Your objective: Return the rows below unchanged, starting at the line that contains "Can you find the dealer" and continuing through the final row.

Rows contained in a dataset
Start

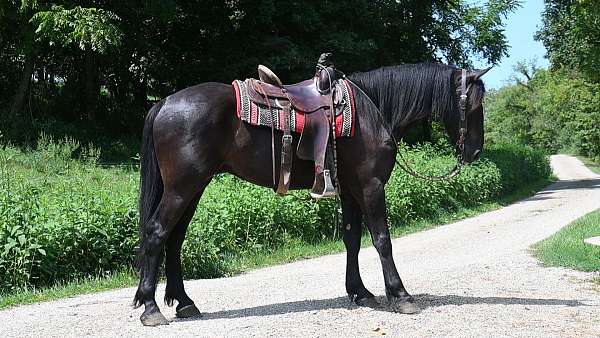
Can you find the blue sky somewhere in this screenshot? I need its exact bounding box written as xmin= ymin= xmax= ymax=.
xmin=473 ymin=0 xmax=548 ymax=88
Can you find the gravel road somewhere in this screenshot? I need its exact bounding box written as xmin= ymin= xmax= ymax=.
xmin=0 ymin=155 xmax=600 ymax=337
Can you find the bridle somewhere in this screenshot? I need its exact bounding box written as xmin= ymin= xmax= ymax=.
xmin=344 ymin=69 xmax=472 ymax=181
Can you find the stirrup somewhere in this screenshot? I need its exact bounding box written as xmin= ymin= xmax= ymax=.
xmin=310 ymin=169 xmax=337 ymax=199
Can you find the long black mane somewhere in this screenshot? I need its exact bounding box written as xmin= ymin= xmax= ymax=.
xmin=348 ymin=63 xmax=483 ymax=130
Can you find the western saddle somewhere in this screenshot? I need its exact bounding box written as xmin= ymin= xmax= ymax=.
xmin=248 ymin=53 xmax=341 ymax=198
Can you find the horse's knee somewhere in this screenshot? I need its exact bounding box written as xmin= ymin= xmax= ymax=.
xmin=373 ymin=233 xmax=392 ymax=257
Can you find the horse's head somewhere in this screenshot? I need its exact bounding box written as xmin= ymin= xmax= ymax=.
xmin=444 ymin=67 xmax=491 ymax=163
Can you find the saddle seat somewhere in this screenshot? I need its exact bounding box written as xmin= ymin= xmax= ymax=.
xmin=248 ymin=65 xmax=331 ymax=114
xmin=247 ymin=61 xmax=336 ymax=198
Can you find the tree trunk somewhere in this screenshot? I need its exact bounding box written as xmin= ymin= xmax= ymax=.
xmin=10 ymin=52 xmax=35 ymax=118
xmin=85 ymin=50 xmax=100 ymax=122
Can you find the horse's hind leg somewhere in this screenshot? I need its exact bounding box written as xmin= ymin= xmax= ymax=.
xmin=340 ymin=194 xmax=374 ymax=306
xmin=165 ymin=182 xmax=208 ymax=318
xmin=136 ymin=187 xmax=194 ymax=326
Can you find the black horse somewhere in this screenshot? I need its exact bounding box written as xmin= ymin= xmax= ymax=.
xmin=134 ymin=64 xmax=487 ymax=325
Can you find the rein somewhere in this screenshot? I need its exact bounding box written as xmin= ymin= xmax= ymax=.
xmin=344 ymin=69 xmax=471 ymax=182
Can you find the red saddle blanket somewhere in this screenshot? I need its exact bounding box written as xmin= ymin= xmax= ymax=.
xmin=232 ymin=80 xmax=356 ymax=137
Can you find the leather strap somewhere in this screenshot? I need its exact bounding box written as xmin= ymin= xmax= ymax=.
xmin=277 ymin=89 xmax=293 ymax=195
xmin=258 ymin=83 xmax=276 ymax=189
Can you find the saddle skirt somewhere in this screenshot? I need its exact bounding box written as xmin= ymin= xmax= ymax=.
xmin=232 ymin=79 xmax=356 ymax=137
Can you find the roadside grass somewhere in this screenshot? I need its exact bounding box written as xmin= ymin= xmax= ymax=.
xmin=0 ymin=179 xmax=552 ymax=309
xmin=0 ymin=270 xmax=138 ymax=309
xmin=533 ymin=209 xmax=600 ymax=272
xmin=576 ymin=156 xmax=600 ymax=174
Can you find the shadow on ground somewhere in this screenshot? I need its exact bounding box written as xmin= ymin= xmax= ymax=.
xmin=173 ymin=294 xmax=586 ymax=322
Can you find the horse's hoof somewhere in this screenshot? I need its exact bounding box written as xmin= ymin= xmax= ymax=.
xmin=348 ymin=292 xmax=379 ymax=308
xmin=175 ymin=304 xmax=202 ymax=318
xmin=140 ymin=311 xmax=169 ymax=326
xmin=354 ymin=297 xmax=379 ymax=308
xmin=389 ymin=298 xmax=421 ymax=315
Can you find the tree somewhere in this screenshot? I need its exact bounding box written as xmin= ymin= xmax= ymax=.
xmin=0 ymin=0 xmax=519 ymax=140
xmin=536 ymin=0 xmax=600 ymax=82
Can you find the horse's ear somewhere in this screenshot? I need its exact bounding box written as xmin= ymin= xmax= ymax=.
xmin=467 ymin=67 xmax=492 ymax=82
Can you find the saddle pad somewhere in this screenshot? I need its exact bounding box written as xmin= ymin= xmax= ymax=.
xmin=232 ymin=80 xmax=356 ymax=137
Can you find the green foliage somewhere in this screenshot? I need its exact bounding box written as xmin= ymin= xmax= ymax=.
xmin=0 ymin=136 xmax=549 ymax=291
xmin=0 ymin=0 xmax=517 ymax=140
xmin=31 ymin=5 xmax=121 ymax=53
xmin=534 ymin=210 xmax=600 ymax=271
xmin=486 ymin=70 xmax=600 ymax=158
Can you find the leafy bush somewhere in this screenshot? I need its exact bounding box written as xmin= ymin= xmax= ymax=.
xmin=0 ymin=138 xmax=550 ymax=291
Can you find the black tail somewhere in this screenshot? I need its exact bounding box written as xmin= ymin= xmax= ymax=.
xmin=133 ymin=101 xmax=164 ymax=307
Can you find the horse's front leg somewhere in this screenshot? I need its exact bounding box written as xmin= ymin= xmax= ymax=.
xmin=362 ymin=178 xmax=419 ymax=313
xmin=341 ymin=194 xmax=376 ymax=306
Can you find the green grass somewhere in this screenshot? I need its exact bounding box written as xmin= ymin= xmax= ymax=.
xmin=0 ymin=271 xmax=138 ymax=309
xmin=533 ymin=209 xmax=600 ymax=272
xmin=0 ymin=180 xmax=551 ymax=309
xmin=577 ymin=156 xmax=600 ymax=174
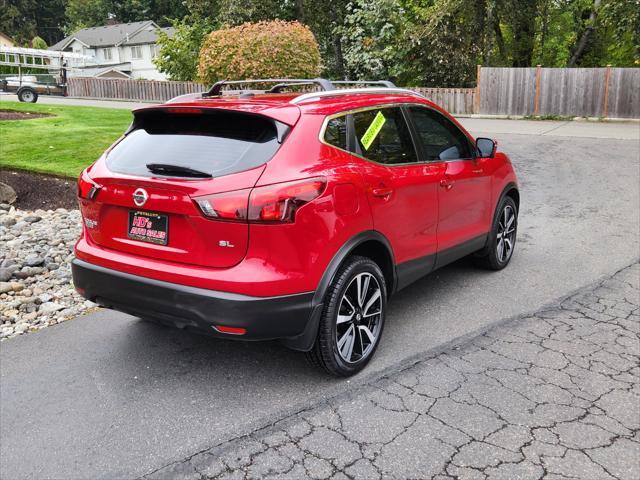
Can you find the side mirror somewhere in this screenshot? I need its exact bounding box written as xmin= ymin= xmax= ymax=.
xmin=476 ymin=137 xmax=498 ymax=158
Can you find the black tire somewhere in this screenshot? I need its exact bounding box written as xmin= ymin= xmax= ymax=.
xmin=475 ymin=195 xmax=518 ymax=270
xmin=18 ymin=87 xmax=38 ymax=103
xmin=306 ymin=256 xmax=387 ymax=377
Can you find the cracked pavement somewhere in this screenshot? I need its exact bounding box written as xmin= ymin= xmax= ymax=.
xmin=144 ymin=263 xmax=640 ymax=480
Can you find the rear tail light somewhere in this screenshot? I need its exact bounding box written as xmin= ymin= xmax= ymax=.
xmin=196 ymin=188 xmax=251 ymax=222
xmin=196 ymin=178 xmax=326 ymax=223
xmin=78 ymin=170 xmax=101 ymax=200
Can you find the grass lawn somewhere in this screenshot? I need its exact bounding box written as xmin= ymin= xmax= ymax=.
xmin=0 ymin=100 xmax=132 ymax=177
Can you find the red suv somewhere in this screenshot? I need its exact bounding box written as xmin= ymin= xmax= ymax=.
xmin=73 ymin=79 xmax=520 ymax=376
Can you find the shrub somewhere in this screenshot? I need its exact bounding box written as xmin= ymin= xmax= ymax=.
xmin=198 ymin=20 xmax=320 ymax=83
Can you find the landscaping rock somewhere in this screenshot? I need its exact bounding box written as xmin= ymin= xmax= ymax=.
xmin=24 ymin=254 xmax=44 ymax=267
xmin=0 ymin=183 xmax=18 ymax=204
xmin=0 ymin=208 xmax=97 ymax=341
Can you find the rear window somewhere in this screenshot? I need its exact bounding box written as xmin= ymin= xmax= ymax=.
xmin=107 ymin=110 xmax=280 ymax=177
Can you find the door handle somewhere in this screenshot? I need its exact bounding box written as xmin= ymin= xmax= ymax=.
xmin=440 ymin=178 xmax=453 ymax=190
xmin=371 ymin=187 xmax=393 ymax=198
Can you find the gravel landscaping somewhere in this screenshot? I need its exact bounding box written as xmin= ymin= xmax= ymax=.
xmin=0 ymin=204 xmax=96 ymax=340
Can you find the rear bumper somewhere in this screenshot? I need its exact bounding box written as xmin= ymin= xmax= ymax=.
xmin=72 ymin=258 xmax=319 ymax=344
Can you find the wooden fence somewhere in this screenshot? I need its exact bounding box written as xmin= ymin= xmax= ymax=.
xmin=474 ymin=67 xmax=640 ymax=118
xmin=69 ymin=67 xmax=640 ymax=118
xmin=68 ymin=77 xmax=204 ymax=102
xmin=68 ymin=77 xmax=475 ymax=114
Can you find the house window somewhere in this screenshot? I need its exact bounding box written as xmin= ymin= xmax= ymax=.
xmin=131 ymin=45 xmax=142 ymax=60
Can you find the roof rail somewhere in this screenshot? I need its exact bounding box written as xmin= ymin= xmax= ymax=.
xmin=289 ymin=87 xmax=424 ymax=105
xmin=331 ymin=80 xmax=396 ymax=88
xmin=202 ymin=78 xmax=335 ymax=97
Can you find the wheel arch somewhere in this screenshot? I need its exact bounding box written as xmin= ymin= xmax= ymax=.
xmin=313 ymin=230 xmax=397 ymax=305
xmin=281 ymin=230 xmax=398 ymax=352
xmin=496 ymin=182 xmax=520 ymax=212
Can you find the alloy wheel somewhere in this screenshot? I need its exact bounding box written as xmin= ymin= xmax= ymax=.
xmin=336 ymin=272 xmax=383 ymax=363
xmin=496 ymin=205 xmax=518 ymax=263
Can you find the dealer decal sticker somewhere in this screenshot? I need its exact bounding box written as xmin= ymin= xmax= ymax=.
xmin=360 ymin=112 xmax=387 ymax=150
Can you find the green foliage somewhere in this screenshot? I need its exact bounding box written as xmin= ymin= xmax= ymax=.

End

Written reply:
Can you find the dealer decal sticker somewhere in this screenshot? I need its exact bounding box written as xmin= ymin= xmax= ymax=.
xmin=360 ymin=112 xmax=387 ymax=150
Can you find the green foliage somewhere in this screenshot? I need its exact bounding box written as xmin= ymin= xmax= ymax=.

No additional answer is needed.